- Aim of the exercise -
Can you copy out all of the material below with "Target" substituted by "Object" at every occurrence, changing nothing else and omitting the pictures?

Excerpts of pointing data
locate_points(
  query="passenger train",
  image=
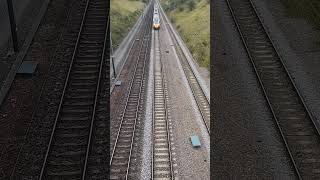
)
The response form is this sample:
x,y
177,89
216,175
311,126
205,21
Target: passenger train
x,y
156,18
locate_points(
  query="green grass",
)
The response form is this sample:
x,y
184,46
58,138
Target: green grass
x,y
123,14
194,27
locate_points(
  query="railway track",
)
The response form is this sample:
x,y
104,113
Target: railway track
x,y
75,147
161,155
123,146
202,102
296,125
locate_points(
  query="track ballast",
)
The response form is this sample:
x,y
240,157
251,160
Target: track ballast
x,y
298,130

- Reply -
locate_points(
  query="passenger train",
  image=
)
The response form is this sample:
x,y
177,89
216,175
311,126
205,21
Object: passenger train
x,y
156,18
locate_points(
  query="green grass",
)
The response form is this sample:
x,y
184,46
58,138
Object: green grass
x,y
123,14
194,27
locate_points(
  query="railway track",
)
The response form is this sample:
x,y
104,113
Object: railway track
x,y
75,147
161,155
123,146
202,102
296,125
locate_points(
  query="track ballast",
)
The response form is this sample:
x,y
240,157
251,160
Object: track ballast
x,y
298,130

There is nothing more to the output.